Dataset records
----------

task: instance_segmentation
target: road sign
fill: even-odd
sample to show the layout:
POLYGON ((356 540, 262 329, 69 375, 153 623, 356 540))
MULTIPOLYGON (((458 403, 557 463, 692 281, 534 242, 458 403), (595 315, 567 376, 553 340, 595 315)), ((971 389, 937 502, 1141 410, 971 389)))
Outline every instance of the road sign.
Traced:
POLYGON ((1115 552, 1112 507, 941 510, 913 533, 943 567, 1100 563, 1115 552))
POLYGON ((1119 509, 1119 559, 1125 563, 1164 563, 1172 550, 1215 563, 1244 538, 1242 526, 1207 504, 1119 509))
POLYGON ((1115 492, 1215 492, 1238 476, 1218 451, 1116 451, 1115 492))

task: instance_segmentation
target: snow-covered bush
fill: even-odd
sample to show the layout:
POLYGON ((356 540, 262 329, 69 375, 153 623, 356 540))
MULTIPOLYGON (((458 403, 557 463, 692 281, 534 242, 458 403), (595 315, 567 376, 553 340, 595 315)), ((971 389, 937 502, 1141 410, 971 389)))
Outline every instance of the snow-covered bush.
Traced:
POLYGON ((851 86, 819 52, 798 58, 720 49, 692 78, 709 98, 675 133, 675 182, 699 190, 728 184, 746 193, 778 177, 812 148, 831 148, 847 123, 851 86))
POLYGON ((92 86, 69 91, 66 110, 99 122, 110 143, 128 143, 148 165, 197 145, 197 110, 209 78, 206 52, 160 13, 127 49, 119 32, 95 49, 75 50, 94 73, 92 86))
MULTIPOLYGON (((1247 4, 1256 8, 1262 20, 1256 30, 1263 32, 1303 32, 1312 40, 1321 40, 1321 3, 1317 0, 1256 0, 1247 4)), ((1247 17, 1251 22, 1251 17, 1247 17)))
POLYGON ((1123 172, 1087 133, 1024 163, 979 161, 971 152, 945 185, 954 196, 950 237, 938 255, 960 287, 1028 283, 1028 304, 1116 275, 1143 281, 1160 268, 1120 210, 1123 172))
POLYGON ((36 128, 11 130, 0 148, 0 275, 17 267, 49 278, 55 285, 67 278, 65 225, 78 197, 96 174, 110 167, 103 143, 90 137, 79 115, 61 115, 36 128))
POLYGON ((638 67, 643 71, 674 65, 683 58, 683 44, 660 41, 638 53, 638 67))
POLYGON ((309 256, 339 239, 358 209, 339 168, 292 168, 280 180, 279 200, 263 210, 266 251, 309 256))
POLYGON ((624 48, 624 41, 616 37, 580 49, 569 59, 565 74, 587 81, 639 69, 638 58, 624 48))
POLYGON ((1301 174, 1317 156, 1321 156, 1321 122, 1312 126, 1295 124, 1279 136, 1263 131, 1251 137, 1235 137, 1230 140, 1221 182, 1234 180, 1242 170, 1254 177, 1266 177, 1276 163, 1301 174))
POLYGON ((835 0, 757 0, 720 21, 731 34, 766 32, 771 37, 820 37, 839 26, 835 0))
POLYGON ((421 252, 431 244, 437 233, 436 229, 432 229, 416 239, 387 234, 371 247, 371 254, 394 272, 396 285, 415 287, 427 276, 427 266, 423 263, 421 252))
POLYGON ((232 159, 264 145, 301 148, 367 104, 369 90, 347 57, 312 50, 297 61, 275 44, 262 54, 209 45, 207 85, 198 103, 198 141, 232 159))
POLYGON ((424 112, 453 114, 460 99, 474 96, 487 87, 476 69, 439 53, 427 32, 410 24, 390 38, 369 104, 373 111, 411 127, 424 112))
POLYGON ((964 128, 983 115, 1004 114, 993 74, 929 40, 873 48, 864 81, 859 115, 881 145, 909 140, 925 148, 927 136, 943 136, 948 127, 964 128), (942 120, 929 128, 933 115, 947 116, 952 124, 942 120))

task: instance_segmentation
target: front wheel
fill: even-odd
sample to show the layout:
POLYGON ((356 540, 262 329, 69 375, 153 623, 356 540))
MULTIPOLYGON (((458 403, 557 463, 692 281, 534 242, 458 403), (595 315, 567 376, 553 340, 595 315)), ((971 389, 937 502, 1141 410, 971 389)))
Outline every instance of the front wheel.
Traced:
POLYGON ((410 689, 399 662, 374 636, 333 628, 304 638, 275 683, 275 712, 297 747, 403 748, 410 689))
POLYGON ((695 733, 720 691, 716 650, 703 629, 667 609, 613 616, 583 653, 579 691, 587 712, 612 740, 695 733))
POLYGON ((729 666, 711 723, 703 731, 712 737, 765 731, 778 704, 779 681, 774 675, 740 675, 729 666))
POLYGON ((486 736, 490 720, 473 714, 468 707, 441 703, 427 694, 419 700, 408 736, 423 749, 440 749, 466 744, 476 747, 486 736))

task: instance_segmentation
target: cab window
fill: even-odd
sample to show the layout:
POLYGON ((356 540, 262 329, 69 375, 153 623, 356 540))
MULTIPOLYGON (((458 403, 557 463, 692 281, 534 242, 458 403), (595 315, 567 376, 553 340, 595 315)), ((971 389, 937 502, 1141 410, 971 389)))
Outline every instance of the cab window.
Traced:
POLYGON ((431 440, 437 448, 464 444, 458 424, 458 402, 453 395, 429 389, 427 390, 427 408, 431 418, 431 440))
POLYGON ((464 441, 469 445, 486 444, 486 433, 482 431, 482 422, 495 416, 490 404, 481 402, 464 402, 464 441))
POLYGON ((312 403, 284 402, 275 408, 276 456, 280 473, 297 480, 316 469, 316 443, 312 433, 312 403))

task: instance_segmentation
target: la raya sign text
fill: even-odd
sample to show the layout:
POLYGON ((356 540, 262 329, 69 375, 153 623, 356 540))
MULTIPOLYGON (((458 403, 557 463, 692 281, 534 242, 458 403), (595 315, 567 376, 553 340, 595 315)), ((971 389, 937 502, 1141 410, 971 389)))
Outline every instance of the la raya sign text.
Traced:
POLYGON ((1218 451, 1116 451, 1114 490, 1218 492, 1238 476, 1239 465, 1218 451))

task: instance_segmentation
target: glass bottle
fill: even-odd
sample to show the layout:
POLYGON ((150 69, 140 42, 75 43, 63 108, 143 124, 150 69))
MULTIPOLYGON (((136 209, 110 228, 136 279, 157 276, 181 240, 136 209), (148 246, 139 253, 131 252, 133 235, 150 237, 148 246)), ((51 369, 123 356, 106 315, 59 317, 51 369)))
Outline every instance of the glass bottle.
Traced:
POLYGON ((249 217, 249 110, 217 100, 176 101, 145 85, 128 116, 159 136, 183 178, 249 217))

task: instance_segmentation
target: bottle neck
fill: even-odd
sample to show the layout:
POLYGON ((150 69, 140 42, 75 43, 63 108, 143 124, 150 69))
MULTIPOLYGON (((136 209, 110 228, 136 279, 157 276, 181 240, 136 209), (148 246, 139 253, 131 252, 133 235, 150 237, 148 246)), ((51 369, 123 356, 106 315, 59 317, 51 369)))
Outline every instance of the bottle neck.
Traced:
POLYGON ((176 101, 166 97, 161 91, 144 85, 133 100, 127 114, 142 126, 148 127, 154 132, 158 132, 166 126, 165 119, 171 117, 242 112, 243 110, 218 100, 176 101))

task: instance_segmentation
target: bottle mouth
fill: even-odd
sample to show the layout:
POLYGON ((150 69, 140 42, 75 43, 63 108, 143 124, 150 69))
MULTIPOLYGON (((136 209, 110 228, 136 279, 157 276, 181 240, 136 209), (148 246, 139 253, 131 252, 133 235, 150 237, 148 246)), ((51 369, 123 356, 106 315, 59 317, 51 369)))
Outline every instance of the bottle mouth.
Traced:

----------

== Problem to work on ==
Reproduce every line of the data shown above, making no changes to any of them.

== Written solution ==
task: instance_segmentation
target: road sign
fill: even-odd
sample to show the layout:
POLYGON ((356 540, 262 329, 69 375, 153 623, 356 540))
MULTIPOLYGON (((458 403, 557 463, 692 281, 534 242, 458 403), (595 315, 567 376, 553 340, 595 315)), ((971 389, 937 502, 1141 410, 971 389)))
Outline every instance of the road sign.
Traced:
POLYGON ((1115 552, 1112 507, 941 510, 913 533, 943 567, 1100 563, 1115 552))
POLYGON ((1119 509, 1119 559, 1125 563, 1164 563, 1172 550, 1215 563, 1244 538, 1242 526, 1207 504, 1119 509))
POLYGON ((1115 492, 1215 492, 1238 476, 1218 451, 1116 451, 1115 492))

task: instance_segmentation
target: snow-covered bush
fill: even-odd
sample to show the layout:
POLYGON ((356 540, 262 329, 69 375, 153 623, 356 540))
MULTIPOLYGON (((458 403, 557 463, 692 281, 534 242, 458 403), (595 315, 567 376, 553 340, 595 315)), ((971 389, 937 502, 1141 410, 971 389)))
Outline every instance of the snow-covered bush.
Traced:
POLYGON ((851 86, 819 52, 798 58, 720 49, 692 78, 709 98, 675 133, 675 182, 699 190, 728 184, 746 193, 778 177, 812 148, 831 148, 847 123, 851 86))
POLYGON ((92 86, 69 91, 66 110, 99 122, 110 143, 128 143, 148 165, 197 145, 197 110, 209 78, 206 52, 160 13, 127 49, 119 32, 95 49, 75 50, 94 73, 92 86))
MULTIPOLYGON (((1247 4, 1256 8, 1262 20, 1256 30, 1263 32, 1303 32, 1312 40, 1321 40, 1321 3, 1317 0, 1256 0, 1247 4)), ((1247 17, 1251 22, 1251 17, 1247 17)))
POLYGON ((1123 172, 1087 133, 1024 163, 979 161, 971 152, 945 185, 954 196, 950 237, 938 255, 960 287, 1028 283, 1028 304, 1116 275, 1143 281, 1160 268, 1120 210, 1123 172))
POLYGON ((36 128, 11 130, 0 148, 0 275, 17 267, 49 278, 55 285, 67 278, 65 225, 78 197, 96 174, 110 167, 103 143, 90 137, 79 115, 61 115, 36 128))
POLYGON ((638 67, 643 71, 674 65, 683 58, 683 44, 660 41, 638 53, 638 67))
POLYGON ((309 256, 339 239, 358 209, 339 168, 292 168, 280 180, 279 200, 263 210, 266 251, 309 256))
POLYGON ((624 48, 624 41, 616 37, 580 49, 569 59, 565 74, 587 81, 639 69, 638 58, 624 48))
POLYGON ((1301 174, 1317 156, 1321 156, 1321 122, 1312 126, 1295 124, 1279 136, 1263 131, 1251 137, 1235 137, 1230 140, 1221 182, 1234 180, 1242 170, 1254 177, 1266 177, 1276 163, 1301 174))
POLYGON ((835 0, 757 0, 720 21, 731 34, 766 32, 771 37, 820 37, 839 26, 835 0))
POLYGON ((421 252, 431 244, 437 233, 436 229, 432 229, 416 239, 387 234, 371 247, 371 254, 394 272, 396 285, 415 287, 427 276, 427 266, 423 263, 421 252))
POLYGON ((232 159, 264 145, 301 148, 367 104, 369 90, 347 57, 312 50, 297 61, 275 44, 262 54, 209 45, 207 85, 198 103, 198 141, 232 159))
POLYGON ((424 112, 453 114, 460 99, 474 96, 487 87, 476 69, 439 53, 427 32, 410 24, 390 38, 369 104, 373 111, 411 127, 424 112))
POLYGON ((964 128, 983 115, 1004 114, 993 74, 929 40, 873 48, 864 81, 859 115, 881 145, 909 140, 925 148, 927 136, 943 136, 948 127, 964 128), (942 120, 929 128, 933 115, 947 116, 952 124, 942 120))

task: instance_segmentation
target: front wheel
fill: even-odd
sample to show the layout:
POLYGON ((356 540, 262 329, 69 375, 153 623, 356 540))
MULTIPOLYGON (((458 403, 557 463, 692 281, 534 242, 458 403), (595 315, 567 376, 553 340, 595 315)), ((971 389, 937 502, 1141 410, 971 389)))
Outline every instance of the front wheel.
Traced:
POLYGON ((410 689, 399 662, 374 636, 333 628, 304 638, 275 683, 275 712, 297 747, 403 748, 410 689))
POLYGON ((695 733, 720 691, 716 650, 703 629, 667 609, 613 616, 583 653, 579 691, 587 712, 612 740, 695 733))
POLYGON ((729 666, 711 723, 703 731, 712 737, 765 731, 778 704, 779 681, 774 675, 740 675, 729 666))
POLYGON ((486 736, 490 720, 473 714, 468 707, 441 703, 427 694, 419 700, 408 736, 423 749, 440 749, 466 744, 476 747, 486 736))

task: instance_segmentation
target: cab window
fill: even-odd
sample to show the layout:
POLYGON ((356 540, 262 329, 69 375, 153 623, 356 540))
MULTIPOLYGON (((458 403, 557 463, 692 281, 534 242, 458 403), (595 315, 567 376, 553 340, 595 315)), ((971 389, 937 502, 1141 410, 971 389)))
Outline every instance of the cab window.
Traced:
POLYGON ((431 440, 437 448, 464 444, 458 424, 458 402, 453 395, 429 389, 427 390, 427 408, 431 418, 431 440))
POLYGON ((464 441, 469 445, 486 444, 486 433, 482 431, 482 422, 495 416, 490 404, 481 402, 464 402, 464 441))
POLYGON ((312 403, 284 402, 275 408, 276 456, 280 473, 297 480, 316 469, 316 443, 312 433, 312 403))

task: instance_segmentation
target: la raya sign text
fill: even-odd
sample to show the layout:
POLYGON ((356 540, 262 329, 69 375, 153 623, 356 540))
MULTIPOLYGON (((458 403, 557 463, 692 281, 534 242, 458 403), (595 315, 567 376, 553 340, 595 315)), ((971 389, 937 502, 1141 410, 971 389)))
Outline every instance of the la raya sign text.
Traced:
POLYGON ((1218 451, 1116 451, 1114 490, 1218 492, 1238 476, 1239 465, 1218 451))

task: instance_segmentation
target: glass bottle
fill: even-odd
sample to show the layout:
POLYGON ((150 69, 140 42, 75 43, 63 108, 143 124, 150 69))
MULTIPOLYGON (((136 209, 110 228, 136 279, 157 276, 181 240, 136 209), (148 246, 139 253, 131 252, 133 235, 150 237, 148 246)), ((51 369, 123 356, 106 315, 59 317, 51 369)))
Outline every instance of the glass bottle.
Traced:
POLYGON ((249 217, 249 110, 217 100, 176 101, 145 85, 128 116, 159 136, 183 178, 249 217))

task: instance_segmentation
target: bottle neck
fill: even-odd
sample to show the layout:
POLYGON ((150 69, 140 42, 75 43, 63 108, 143 124, 150 69))
MULTIPOLYGON (((136 209, 110 228, 136 279, 157 276, 181 240, 136 209), (148 246, 139 253, 131 252, 133 235, 150 237, 148 246)), ((51 369, 123 356, 106 315, 59 317, 51 369)))
Outline every instance of the bottle neck.
Traced:
POLYGON ((176 101, 166 97, 161 91, 144 85, 133 100, 127 114, 142 126, 148 127, 154 132, 158 132, 166 126, 165 119, 171 117, 242 112, 243 110, 218 100, 176 101))

task: instance_segmentation
target: bottle mouth
fill: even-odd
sample to show the layout:
POLYGON ((150 69, 140 42, 75 43, 63 108, 143 124, 150 69))
MULTIPOLYGON (((136 209, 110 228, 136 279, 157 276, 181 240, 136 209), (148 246, 139 253, 131 252, 133 235, 150 237, 148 246)), ((51 369, 123 356, 106 315, 59 317, 51 369)))
Outline every instance of the bottle mouth.
Traced:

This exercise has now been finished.